=== Task statement ===
Please transcribe all of the records precisely.

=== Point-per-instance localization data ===
────────────────

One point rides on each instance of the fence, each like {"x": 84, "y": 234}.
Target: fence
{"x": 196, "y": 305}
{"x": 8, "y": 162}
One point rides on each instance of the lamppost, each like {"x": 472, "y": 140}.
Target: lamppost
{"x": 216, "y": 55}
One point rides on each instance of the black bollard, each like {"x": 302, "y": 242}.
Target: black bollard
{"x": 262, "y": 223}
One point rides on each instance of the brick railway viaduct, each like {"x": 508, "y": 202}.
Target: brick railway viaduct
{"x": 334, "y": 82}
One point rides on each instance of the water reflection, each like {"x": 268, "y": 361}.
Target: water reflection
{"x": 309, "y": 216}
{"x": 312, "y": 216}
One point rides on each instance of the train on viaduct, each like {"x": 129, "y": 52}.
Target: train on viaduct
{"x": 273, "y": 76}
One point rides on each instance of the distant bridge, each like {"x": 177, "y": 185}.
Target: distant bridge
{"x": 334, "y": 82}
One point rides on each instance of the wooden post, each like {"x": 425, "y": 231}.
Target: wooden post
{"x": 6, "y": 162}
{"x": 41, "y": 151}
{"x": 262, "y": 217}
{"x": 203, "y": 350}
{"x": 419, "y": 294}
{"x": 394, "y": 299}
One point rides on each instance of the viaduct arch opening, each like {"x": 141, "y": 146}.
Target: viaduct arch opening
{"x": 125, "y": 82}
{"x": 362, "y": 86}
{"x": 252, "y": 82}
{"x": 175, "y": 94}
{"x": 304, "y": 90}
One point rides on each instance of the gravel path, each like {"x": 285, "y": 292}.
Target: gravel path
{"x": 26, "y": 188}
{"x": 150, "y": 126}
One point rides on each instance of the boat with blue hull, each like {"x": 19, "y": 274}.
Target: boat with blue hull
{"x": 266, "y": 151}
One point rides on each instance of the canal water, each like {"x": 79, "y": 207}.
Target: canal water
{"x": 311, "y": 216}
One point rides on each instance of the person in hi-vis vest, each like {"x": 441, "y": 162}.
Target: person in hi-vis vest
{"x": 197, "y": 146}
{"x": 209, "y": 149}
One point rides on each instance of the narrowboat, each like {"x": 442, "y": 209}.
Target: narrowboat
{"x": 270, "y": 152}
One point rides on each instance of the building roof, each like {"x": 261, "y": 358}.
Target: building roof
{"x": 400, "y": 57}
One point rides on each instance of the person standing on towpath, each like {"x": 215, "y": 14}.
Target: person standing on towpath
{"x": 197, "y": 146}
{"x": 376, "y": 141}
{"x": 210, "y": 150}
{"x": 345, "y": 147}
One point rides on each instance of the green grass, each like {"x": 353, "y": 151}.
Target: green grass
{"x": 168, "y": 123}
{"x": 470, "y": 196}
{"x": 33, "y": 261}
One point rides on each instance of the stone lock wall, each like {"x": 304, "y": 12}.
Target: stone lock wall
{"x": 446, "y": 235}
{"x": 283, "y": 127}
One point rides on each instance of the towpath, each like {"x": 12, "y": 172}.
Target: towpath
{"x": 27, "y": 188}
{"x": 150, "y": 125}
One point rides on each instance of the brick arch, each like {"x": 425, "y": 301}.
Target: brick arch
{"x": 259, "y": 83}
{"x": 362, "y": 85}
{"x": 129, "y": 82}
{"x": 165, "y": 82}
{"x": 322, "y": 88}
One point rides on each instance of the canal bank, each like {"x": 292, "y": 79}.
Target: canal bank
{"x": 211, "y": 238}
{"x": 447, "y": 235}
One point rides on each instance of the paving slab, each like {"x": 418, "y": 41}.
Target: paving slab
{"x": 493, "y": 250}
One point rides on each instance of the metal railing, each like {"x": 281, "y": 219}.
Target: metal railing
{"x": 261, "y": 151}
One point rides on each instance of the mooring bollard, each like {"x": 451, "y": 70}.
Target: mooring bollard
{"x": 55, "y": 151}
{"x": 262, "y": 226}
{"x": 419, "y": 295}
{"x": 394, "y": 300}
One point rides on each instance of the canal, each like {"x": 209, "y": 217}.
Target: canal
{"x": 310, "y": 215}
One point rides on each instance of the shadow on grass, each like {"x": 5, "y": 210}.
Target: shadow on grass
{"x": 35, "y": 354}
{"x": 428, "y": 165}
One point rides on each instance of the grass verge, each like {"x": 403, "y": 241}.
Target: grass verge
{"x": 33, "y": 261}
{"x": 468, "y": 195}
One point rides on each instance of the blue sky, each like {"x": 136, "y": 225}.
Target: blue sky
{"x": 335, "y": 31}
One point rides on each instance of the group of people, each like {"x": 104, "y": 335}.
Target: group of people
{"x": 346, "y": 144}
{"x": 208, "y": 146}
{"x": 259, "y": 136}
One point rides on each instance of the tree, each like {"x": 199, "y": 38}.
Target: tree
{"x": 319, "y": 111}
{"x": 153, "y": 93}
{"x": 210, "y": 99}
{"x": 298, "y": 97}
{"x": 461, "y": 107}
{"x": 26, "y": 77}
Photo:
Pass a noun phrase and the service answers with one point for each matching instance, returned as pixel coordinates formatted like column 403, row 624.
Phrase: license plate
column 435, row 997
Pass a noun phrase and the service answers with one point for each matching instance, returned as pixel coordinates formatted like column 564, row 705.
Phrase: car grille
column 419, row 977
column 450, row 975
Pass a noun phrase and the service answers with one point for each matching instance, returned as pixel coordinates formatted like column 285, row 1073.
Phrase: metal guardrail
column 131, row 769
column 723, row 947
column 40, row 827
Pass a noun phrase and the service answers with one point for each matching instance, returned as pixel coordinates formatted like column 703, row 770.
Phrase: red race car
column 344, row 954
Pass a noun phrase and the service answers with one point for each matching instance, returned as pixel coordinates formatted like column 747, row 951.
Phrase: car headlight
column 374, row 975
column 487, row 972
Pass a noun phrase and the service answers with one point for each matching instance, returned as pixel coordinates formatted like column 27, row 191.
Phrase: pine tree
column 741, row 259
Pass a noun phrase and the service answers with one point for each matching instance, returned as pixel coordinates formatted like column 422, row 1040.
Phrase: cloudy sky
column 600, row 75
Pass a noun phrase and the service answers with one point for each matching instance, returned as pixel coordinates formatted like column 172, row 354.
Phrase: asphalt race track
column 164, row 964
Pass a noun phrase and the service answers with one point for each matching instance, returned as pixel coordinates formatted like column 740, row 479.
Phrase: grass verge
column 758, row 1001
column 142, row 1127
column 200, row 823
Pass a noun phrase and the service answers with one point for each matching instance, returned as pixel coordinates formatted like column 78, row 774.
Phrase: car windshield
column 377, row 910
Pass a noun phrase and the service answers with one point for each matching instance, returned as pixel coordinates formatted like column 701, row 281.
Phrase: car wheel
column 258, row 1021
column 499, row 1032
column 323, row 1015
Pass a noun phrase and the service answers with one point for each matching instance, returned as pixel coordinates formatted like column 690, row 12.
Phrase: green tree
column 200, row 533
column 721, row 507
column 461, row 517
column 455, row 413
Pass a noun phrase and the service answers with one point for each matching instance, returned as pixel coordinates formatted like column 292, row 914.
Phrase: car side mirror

────────────────

=== Result ===
One point rides on each instance of the fence, each like {"x": 84, "y": 234}.
Target: fence
{"x": 196, "y": 305}
{"x": 8, "y": 162}
One point rides on each instance of the lamppost, each like {"x": 472, "y": 140}.
Target: lamppost
{"x": 216, "y": 55}
One point rides on each instance of the black bollard, each like {"x": 302, "y": 242}.
Target: black bollard
{"x": 262, "y": 223}
One point rides on each instance of the brick railway viaduct, each like {"x": 508, "y": 202}.
Target: brick railway viaduct
{"x": 334, "y": 82}
One point rides on each instance of the water reflection, each like {"x": 268, "y": 361}.
Target: water reflection
{"x": 309, "y": 216}
{"x": 312, "y": 216}
One point rides on each instance of the train on viaduct, each like {"x": 129, "y": 52}.
Target: train on viaduct
{"x": 273, "y": 76}
One point rides on each instance of the distant bridge, each like {"x": 177, "y": 185}.
Target: distant bridge
{"x": 334, "y": 82}
One point rides on each instance of the wooden post, each like {"x": 425, "y": 231}.
Target: wooden post
{"x": 6, "y": 162}
{"x": 41, "y": 151}
{"x": 262, "y": 217}
{"x": 203, "y": 350}
{"x": 419, "y": 294}
{"x": 394, "y": 299}
One point rides on each instance of the viaduct arch opening, each like {"x": 141, "y": 146}.
Target: viaduct arch opening
{"x": 125, "y": 82}
{"x": 362, "y": 86}
{"x": 252, "y": 82}
{"x": 175, "y": 94}
{"x": 304, "y": 90}
One point rides on each instance of the gravel path, each like {"x": 285, "y": 292}.
Target: gravel path
{"x": 26, "y": 188}
{"x": 150, "y": 126}
One point rides on each instance of the boat with blue hull, each like {"x": 19, "y": 274}.
Target: boat with blue hull
{"x": 266, "y": 151}
One point rides on each instance of the canal water, each like {"x": 79, "y": 207}.
Target: canal water
{"x": 311, "y": 216}
One point rides on each instance of the person in hi-vis vest, each like {"x": 441, "y": 162}.
Target: person in hi-vis vest
{"x": 197, "y": 146}
{"x": 209, "y": 149}
One point rides on each instance of the narrowboat, each like {"x": 442, "y": 209}.
Target: narrowboat
{"x": 270, "y": 152}
One point rides on each instance of the building roof, each like {"x": 261, "y": 358}.
Target: building roof
{"x": 400, "y": 57}
One point rides on each instance of the person standing on towpath, each like {"x": 215, "y": 14}.
Target: person standing on towpath
{"x": 197, "y": 146}
{"x": 376, "y": 141}
{"x": 210, "y": 150}
{"x": 345, "y": 147}
One point rides on each instance of the green grass, each like {"x": 353, "y": 151}.
Target: green grass
{"x": 168, "y": 123}
{"x": 470, "y": 196}
{"x": 33, "y": 261}
One point rides on each instance of the stone lock wall, each like {"x": 304, "y": 12}.
Target: stone lock wall
{"x": 446, "y": 235}
{"x": 283, "y": 127}
One point rides on each instance of the towpath, each like {"x": 12, "y": 172}.
Target: towpath
{"x": 27, "y": 188}
{"x": 150, "y": 125}
One point rides on each instance of the brick arch, each like {"x": 425, "y": 301}.
Target: brick arch
{"x": 259, "y": 83}
{"x": 362, "y": 85}
{"x": 129, "y": 82}
{"x": 165, "y": 82}
{"x": 322, "y": 88}
One point rides on each instance of the canal bank, each like {"x": 292, "y": 79}.
Target: canal bank
{"x": 211, "y": 238}
{"x": 447, "y": 235}
One point rides on each instance of the paving slab, each like {"x": 418, "y": 41}.
Target: paving slab
{"x": 493, "y": 250}
One point rides on each instance of the metal railing, each like {"x": 281, "y": 219}.
Target: metal railing
{"x": 261, "y": 151}
One point rides on each instance of the mooring bollard, each like {"x": 451, "y": 70}.
Target: mooring bollard
{"x": 55, "y": 151}
{"x": 262, "y": 226}
{"x": 419, "y": 295}
{"x": 394, "y": 300}
One point rides on each instance of the canal, each like {"x": 209, "y": 217}.
Target: canal
{"x": 310, "y": 215}
One point rides on each instance of the shadow on grass, each like {"x": 5, "y": 210}.
Target: shadow on grass
{"x": 35, "y": 354}
{"x": 428, "y": 165}
One point rides on each instance of the grass verge, each like {"x": 403, "y": 241}.
Target: grass verge
{"x": 33, "y": 261}
{"x": 468, "y": 195}
One point rides on each instance of the blue sky, each like {"x": 136, "y": 225}.
Target: blue sky
{"x": 335, "y": 31}
One point rides on each instance of the group of people, each like {"x": 104, "y": 335}.
Target: group of people
{"x": 346, "y": 144}
{"x": 208, "y": 146}
{"x": 259, "y": 136}
One point rides on each instance of the tree, each like {"x": 199, "y": 38}.
Target: tree
{"x": 319, "y": 111}
{"x": 153, "y": 93}
{"x": 210, "y": 99}
{"x": 298, "y": 97}
{"x": 461, "y": 107}
{"x": 26, "y": 77}
Photo:
Pass a noun phrase and the service answers with one point for each matching instance, returned as pixel coordinates formatted like column 403, row 624.
Phrase: license plate
column 435, row 997
Pass a noun phrase and the service answers with one point for each matching instance, returned as pixel coordinates formatted like column 564, row 705.
Phrase: car grille
column 419, row 977
column 450, row 975
Pass a noun phrase and the service answers with one point for each matching instance, returned as pixel coordinates formatted like column 285, row 1073.
Phrase: metal guardrail
column 131, row 769
column 723, row 947
column 40, row 827
Pass a noun phrase and the service answers with one point for each matching instance, returned as pixel coordinates formatted like column 703, row 770.
Phrase: red race car
column 344, row 954
Pass a noun phrase and the service answers with one point for each matching instance, returned as pixel coordinates formatted like column 747, row 951.
Phrase: car headlight
column 374, row 975
column 487, row 972
Pass a noun phrase and the service answers with one point for each matching instance, returned as pixel coordinates formatted like column 27, row 191.
Phrase: pine tree
column 741, row 259
Pass a noun phrase and the service answers with one point for each matching instance, returned as pixel coordinates formatted like column 422, row 1040.
Phrase: cloudy sky
column 600, row 75
Pass a noun phrase and the service answers with one point for each matching instance, returned as pixel coordinates formatted like column 172, row 354.
Phrase: asphalt race track
column 164, row 964
Pass a noun phrase and the service answers with one point for each matching instance, returned as pixel coordinates formatted like column 740, row 479.
Phrase: grass verge
column 758, row 1001
column 142, row 1127
column 200, row 823
Pass a noun phrase and the service answers with one point for each matching instance, returned as pixel coordinates formatted like column 78, row 774.
Phrase: car windshield
column 377, row 910
Pass a noun phrase and the service answers with one point for each matching instance, returned as pixel coordinates formatted like column 701, row 281.
Phrase: car wheel
column 258, row 1021
column 499, row 1032
column 323, row 1015
Pass a noun phrase and the service answers with one point for each matching instance, returned as pixel coordinates formatted like column 690, row 12.
Phrase: green tree
column 200, row 533
column 721, row 507
column 461, row 517
column 455, row 413
Pass a noun phrase and the service answers with one point for each matching instance, returned as pixel coordinates formatted like column 292, row 914.
Phrase: car side mirror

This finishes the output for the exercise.